*ASSIGNED TASK*: Write the data below out again, with each line matching the original.

[Records from a dataset]
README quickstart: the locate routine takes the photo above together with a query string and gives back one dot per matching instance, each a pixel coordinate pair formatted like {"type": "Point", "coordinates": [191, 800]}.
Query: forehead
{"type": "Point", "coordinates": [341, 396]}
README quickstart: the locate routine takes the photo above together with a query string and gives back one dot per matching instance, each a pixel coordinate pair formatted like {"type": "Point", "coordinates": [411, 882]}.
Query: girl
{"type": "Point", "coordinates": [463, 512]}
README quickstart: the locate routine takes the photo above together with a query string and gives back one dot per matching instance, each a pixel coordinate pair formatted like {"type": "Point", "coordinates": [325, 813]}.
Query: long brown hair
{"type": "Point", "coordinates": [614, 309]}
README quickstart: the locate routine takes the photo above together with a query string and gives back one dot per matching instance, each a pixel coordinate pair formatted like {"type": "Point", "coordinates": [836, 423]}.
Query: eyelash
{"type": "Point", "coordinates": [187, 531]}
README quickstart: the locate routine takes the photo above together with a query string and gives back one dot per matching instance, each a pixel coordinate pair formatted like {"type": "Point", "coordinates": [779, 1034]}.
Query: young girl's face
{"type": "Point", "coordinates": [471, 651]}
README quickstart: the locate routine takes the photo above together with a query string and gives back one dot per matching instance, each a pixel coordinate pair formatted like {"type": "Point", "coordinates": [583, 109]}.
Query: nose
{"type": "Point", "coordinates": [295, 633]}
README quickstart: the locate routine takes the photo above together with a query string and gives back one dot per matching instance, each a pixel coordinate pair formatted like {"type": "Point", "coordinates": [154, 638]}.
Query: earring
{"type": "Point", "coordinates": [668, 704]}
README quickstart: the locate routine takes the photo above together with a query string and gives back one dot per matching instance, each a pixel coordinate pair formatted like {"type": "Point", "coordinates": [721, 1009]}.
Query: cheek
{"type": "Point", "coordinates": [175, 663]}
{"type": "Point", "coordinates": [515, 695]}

*TASK SOLUTION*:
README quickstart: the locate routine takes the photo above together with a query string and gives back one dot per matching instance, each a pixel coordinate pair formatted like {"type": "Point", "coordinates": [191, 800]}.
Query: forehead
{"type": "Point", "coordinates": [341, 396]}
README quickstart: the locate routine takes the photo above together with a query string and gives back one dot per matching instance, each a pixel coordinate pair formatted like {"type": "Point", "coordinates": [411, 882]}.
Query: girl
{"type": "Point", "coordinates": [463, 512]}
README quickstart: the locate routine takes the photo above together with a query string and gives back one dot per matching instance, each a pixel coordinate pair formatted like {"type": "Point", "coordinates": [325, 813]}.
Query: long brown hair
{"type": "Point", "coordinates": [614, 309]}
README quickstart: the locate routine takes the photo above together with a query string and gives back one dot per matching instance, each a pixel coordinate pair formatted like {"type": "Point", "coordinates": [836, 423]}.
Query: eyelash
{"type": "Point", "coordinates": [187, 531]}
README quickstart: the locate routine takes the photo above together with a query string and gives back one dot per matching instance, each a pixel coordinate pair formatted like {"type": "Point", "coordinates": [779, 1034]}.
Query: young girl's face
{"type": "Point", "coordinates": [471, 651]}
README quickstart: the locate routine takes the photo above together with a query string and gives back one dot per matching instance, each a pixel coordinate pair formatted like {"type": "Point", "coordinates": [583, 109]}.
Query: nose
{"type": "Point", "coordinates": [295, 633]}
README quickstart: the locate routine takes the photo above together with a query string and gives back one dot per matching instance, each a pixel coordinate pair formatted like {"type": "Point", "coordinates": [154, 638]}.
Query: earring
{"type": "Point", "coordinates": [668, 704]}
README quickstart: the locate routine takes the photo above together with a query string and gives back one dot per matching instance, each a pixel coordinate pair formatted like {"type": "Point", "coordinates": [721, 1009]}.
Query: cheek
{"type": "Point", "coordinates": [175, 663]}
{"type": "Point", "coordinates": [515, 695]}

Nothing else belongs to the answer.